What the exercise asks ->
Reproduce every line of the data below exactly as it appears.

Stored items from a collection
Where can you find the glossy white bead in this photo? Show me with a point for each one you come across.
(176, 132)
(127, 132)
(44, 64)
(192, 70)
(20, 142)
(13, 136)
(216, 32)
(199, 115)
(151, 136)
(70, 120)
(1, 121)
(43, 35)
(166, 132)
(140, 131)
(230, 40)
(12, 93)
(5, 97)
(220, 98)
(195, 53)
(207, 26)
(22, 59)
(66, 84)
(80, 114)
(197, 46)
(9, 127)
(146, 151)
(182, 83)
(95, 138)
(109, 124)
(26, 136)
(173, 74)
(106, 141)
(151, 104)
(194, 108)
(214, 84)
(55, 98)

Correct response ->
Where can you find the glossy white bead in this photo? Show me with a point for each one you come across.
(176, 132)
(127, 132)
(44, 64)
(192, 70)
(20, 142)
(13, 136)
(216, 32)
(199, 115)
(151, 136)
(70, 120)
(1, 121)
(43, 35)
(166, 132)
(140, 131)
(230, 40)
(12, 93)
(5, 97)
(220, 98)
(195, 53)
(207, 26)
(22, 59)
(66, 84)
(80, 114)
(197, 46)
(9, 127)
(146, 151)
(182, 83)
(95, 138)
(109, 124)
(26, 136)
(173, 74)
(106, 141)
(151, 104)
(194, 108)
(214, 84)
(55, 98)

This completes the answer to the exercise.